*** Begin section ***

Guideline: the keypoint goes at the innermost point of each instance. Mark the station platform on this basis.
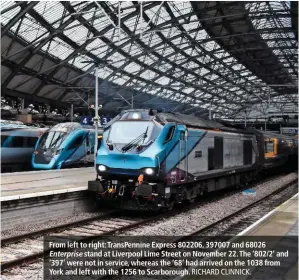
(280, 222)
(19, 185)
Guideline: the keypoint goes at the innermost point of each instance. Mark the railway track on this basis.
(234, 223)
(15, 253)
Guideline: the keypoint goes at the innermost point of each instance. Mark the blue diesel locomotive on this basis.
(149, 160)
(63, 145)
(17, 145)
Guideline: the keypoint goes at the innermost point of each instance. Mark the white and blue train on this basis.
(64, 144)
(150, 160)
(17, 145)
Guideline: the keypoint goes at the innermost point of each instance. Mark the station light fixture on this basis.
(149, 171)
(102, 168)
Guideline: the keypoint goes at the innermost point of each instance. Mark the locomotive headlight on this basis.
(149, 171)
(102, 168)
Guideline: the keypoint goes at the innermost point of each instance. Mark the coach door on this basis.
(183, 166)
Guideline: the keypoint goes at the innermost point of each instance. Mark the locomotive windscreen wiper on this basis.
(135, 141)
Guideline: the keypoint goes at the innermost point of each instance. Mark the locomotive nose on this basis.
(125, 162)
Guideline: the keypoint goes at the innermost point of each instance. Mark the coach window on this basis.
(17, 142)
(32, 141)
(169, 134)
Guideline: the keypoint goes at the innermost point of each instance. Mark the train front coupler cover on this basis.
(133, 193)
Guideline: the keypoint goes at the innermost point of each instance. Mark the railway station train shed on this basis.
(199, 94)
(229, 60)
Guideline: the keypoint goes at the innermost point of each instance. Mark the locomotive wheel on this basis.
(169, 205)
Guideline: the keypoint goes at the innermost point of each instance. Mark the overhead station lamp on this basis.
(102, 168)
(149, 171)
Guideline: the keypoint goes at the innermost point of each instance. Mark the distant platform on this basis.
(20, 185)
(280, 222)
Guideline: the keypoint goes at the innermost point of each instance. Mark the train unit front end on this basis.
(129, 162)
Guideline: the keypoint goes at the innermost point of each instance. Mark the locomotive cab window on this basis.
(76, 143)
(169, 134)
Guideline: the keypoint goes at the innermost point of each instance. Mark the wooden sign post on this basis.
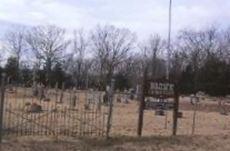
(162, 90)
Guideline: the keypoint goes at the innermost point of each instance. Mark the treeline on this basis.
(198, 60)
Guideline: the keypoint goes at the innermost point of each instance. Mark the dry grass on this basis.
(125, 118)
(157, 143)
(212, 130)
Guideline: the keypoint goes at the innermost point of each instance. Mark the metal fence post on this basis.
(109, 121)
(2, 104)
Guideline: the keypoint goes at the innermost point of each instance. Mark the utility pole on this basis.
(169, 41)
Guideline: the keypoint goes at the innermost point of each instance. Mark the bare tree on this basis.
(80, 63)
(151, 51)
(47, 44)
(15, 44)
(111, 46)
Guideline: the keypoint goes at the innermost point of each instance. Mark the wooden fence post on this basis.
(109, 121)
(2, 105)
(175, 110)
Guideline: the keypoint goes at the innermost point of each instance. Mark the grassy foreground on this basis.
(158, 143)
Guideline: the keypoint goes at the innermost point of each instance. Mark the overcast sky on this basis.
(141, 16)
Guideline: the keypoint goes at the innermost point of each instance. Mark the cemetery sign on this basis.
(161, 90)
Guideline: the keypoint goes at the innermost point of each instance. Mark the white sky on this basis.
(141, 16)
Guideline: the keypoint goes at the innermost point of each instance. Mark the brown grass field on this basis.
(212, 131)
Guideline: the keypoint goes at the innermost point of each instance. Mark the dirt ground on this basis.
(212, 131)
(156, 143)
(208, 120)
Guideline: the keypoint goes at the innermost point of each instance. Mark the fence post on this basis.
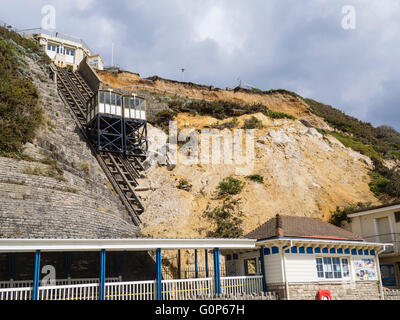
(263, 269)
(158, 275)
(196, 271)
(36, 276)
(206, 261)
(179, 264)
(217, 278)
(102, 274)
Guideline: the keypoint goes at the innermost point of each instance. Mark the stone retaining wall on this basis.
(391, 294)
(360, 290)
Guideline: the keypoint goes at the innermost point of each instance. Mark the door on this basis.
(384, 232)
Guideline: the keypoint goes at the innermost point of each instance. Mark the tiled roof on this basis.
(303, 227)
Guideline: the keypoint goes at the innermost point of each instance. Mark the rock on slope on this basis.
(66, 198)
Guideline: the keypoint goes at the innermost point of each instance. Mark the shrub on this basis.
(252, 123)
(184, 185)
(20, 112)
(256, 178)
(226, 219)
(340, 215)
(230, 186)
(163, 118)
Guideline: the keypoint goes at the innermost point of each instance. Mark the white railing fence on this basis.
(241, 285)
(58, 282)
(70, 292)
(183, 289)
(16, 294)
(135, 290)
(186, 289)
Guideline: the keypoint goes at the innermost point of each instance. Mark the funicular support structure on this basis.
(121, 171)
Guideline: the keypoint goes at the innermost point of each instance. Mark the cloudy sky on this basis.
(299, 45)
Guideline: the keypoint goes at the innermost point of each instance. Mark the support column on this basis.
(11, 266)
(102, 274)
(179, 264)
(263, 269)
(206, 261)
(158, 275)
(36, 276)
(196, 271)
(217, 278)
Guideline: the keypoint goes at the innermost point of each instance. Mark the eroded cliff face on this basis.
(304, 172)
(61, 192)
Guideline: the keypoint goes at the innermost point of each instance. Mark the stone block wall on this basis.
(136, 265)
(360, 290)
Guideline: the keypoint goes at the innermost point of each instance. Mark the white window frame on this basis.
(324, 270)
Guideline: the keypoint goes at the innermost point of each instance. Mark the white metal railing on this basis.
(241, 285)
(58, 282)
(185, 289)
(135, 290)
(16, 294)
(87, 291)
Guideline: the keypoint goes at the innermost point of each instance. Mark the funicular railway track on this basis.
(122, 171)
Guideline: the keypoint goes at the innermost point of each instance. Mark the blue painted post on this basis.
(121, 263)
(217, 278)
(102, 274)
(36, 276)
(206, 261)
(263, 269)
(179, 264)
(196, 271)
(11, 268)
(158, 275)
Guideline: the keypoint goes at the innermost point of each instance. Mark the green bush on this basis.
(20, 112)
(256, 178)
(163, 118)
(226, 219)
(252, 123)
(340, 215)
(230, 186)
(183, 184)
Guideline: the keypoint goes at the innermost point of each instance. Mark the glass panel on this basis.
(337, 271)
(345, 267)
(320, 268)
(328, 268)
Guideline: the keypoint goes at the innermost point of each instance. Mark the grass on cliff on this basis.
(20, 112)
(377, 143)
(220, 110)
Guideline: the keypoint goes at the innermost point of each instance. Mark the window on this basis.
(250, 266)
(332, 267)
(345, 265)
(328, 270)
(337, 271)
(397, 216)
(320, 268)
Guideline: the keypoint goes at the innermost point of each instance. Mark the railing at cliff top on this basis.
(162, 91)
(183, 289)
(54, 34)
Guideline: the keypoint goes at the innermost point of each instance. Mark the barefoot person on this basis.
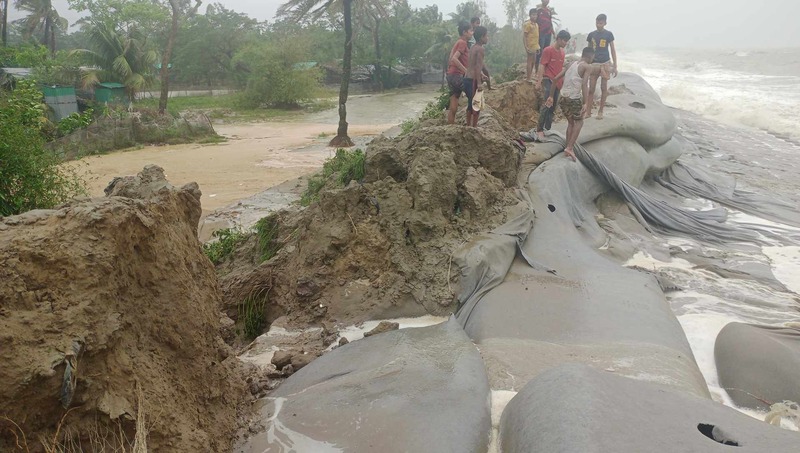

*** End section ***

**Work to be completed**
Since the copy must contain no pictures, return only the text of the records, exactly as it stands.

**Exercise result**
Guideline: the keypoint goes at the innermost point of each instance. Mark the station platform on this basis.
(280, 222)
(19, 185)
Guideline: the keypoint goes at the innermost point of each instance. Mark the railway track on this basis.
(234, 223)
(15, 253)
Guideline: the keypoint goes at the innermost point of each instance. Mark the blue diesel locomotive on this basis.
(149, 160)
(63, 145)
(17, 145)
Guideline: the keypoint goes at the innermost point of each instance. Mark the white and blue train on this basis.
(64, 144)
(150, 160)
(17, 145)
Guideline: the keypoint goes at the innermost point of each instance. Mark the station light fixture on this basis.
(149, 171)
(102, 168)
Guideline: the keypoint goes at the innermost point of each instance. Mark the locomotive headlight on this basis.
(149, 171)
(102, 168)
Guideline: the keypoint goes at the innermost point of each instance. Mark the coach door on this basis.
(183, 166)
Guideline: the keypoint goes at the innermost point of each instance. Mark the locomotive windscreen wiper on this basis.
(135, 141)
Guideline: the keypoint goes at the innermost point of each instance. Mark the locomotive nose on this basis.
(125, 162)
Guideline: the keypoint goes at the innermost point of each instance. Mark the coach window on this basis.
(17, 142)
(32, 141)
(169, 134)
Guideline: the keypoint goes at the innermost point of each instance. Mark the train front coupler cover on this basis.
(133, 193)
Guideline: the keypoint goes at the innermost point of each instance. Mark the railway station train shed on this basis.
(199, 94)
(229, 60)
Guideline: the keypoint goes at the innermost point of each instance. Mark the locomotive wheel on this basis.
(169, 205)
Guideline: the keypoint goes at the innermost point of each instance. Mark the overhead station lamp on this basis.
(102, 168)
(149, 171)
Guideline: the keypoint goes at the innermost point of each instance. Mark the distant platform on this basis.
(20, 185)
(280, 222)
Guideline: the keypoint goes at the innermost point of each instance. Mark the train unit front end on this basis.
(129, 162)
Guideline: the keypoint goes at the innermost point of each instance. Mark the locomotive cab window on this basis.
(76, 143)
(169, 134)
Guideline: the keypoint goes at the innermost point of each instance. Mark the wooden sign post on this basis.
(162, 90)
Guideline: the keypoint goes at the innermost point of each instance. Mark the treeline on this basis.
(198, 60)
Guideline: the keypoint goes at the innermost point of each instance. Mark the dry grass on this basis.
(125, 118)
(157, 143)
(212, 130)
Guideline: the keypoint goes at the innermost point of each instance. Mark the metal fence post on this basis.
(109, 121)
(2, 104)
Guideline: the keypoint goes at the innermost point of each instance. Mark the utility pole on this basis.
(169, 41)
Guideline: the keypoint goes at the innermost point of each instance. Mark the bare tree on this basis.
(80, 63)
(151, 51)
(47, 44)
(15, 44)
(111, 46)
Guideline: the keypoint goes at the innermost point of each instance. Mark the wooden fence post on this basis.
(109, 121)
(2, 105)
(175, 110)
Guideline: the keypoint goes at the innermost point of each instance. Mark the grassy foreground on this basis.
(158, 143)
Guideline: the keypoint goes at the innermost point of each instance. Mark the overcast sky on this basis.
(141, 16)
Guideline: the keypoint goes at the innermost point of each instance. Mark the cemetery sign on this basis.
(161, 90)
Guideline: the keypoint goes at the innermost point of each instance. Mark the white sky on this basis.
(141, 16)
Guideline: the keypoint goes at the innermost point of each instance. Mark the brown grass field on this basis.
(212, 131)
Guideline: the keypoint goes at the innermost point of each instance. Mark the dirt ground on this basis.
(212, 131)
(156, 143)
(208, 120)
Guideline: the keypoint goes at the innermost point of each instance. Mark the fence post on this basis.
(263, 269)
(158, 275)
(196, 271)
(36, 276)
(206, 261)
(179, 264)
(217, 278)
(102, 274)
Guideline: the keypoint goes at the innermost point of each instance. Mark the stone retaining wall on this basis.
(391, 294)
(360, 290)
Guideline: the keypoint goes at the innermost point of each instance. Mark the door on this basis.
(384, 232)
Guideline: the keypoint goes at the innermost point of each instance. Mark the tiled roof on this basis.
(303, 227)
Guideline: the keypoint goes at the innermost point of each instance. Mark the rock on slope on this basis.
(66, 198)
Guideline: the keypoint goes at the innermost point of each instance. Mark the shrub on this basis.
(252, 123)
(184, 185)
(20, 112)
(256, 178)
(226, 219)
(340, 215)
(230, 186)
(163, 118)
Guideline: the keypoint goes at the innermost point of each instance. Mark the white railing fence on this basis.
(241, 285)
(58, 282)
(70, 292)
(183, 289)
(16, 294)
(135, 290)
(186, 289)
Guideline: the keypoint goes at the innermost point of each instance. Mark the funicular support structure on this basis.
(121, 171)
Guideline: the keypoint goes at the innermost point of each instance. Mark the cloudy sky on this basis.
(299, 45)
Guideline: the keypoint goes at the innermost point of each instance. Mark the support column on this basis.
(11, 266)
(102, 274)
(179, 264)
(263, 269)
(206, 261)
(158, 275)
(36, 276)
(196, 271)
(217, 278)
Guideline: the keypoint goes at the innermost point of each instance. Mark the eroded cliff face on this basis.
(304, 172)
(61, 192)
Guideline: the keypoint goes at the innermost point of each instance. Mark the stone block wall on this basis.
(136, 265)
(360, 290)
Guideline: the keypoint goes at the innermost point of each instance. Mark the white window frame on this basis.
(324, 270)
Guideline: the keypoint goes at the innermost point of each instance. Mark the white metal railing on this basis.
(241, 285)
(58, 282)
(185, 289)
(135, 290)
(16, 294)
(87, 291)
Guideline: the keypoint goes at the innermost point of each instance. Mark the funicular railway track on this basis.
(122, 171)
Guideline: the keypoint goes at the innermost point of each instance. Mark the blue painted post on this basis.
(121, 263)
(217, 278)
(102, 274)
(36, 276)
(206, 261)
(263, 269)
(179, 264)
(196, 271)
(11, 268)
(158, 275)
Guideline: the keypoint goes at the innermost point of each instance. Mark the green bush on this basis.
(20, 112)
(256, 178)
(163, 118)
(226, 219)
(252, 123)
(340, 215)
(230, 186)
(183, 184)
Guideline: the keypoint goes at the innermost point of each instance. Mark the glass panel on this basis.
(337, 271)
(345, 267)
(320, 268)
(328, 268)
Guideline: the keypoint goes at the innermost point of each instance. Mark the grass on cliff on this basis.
(20, 112)
(377, 143)
(220, 110)
Guideline: the keypoint goes at the innermost point of each instance. Mark the window on this basis.
(250, 266)
(332, 267)
(345, 265)
(328, 270)
(337, 271)
(397, 216)
(320, 268)
Guideline: the keypoint goes at the innermost point of each instance. Mark the railing at cliff top on this basis.
(162, 91)
(183, 289)
(54, 34)
Guideline: the keypoint goes at the innermost point of each instance. Mark the barefoot person on this basis.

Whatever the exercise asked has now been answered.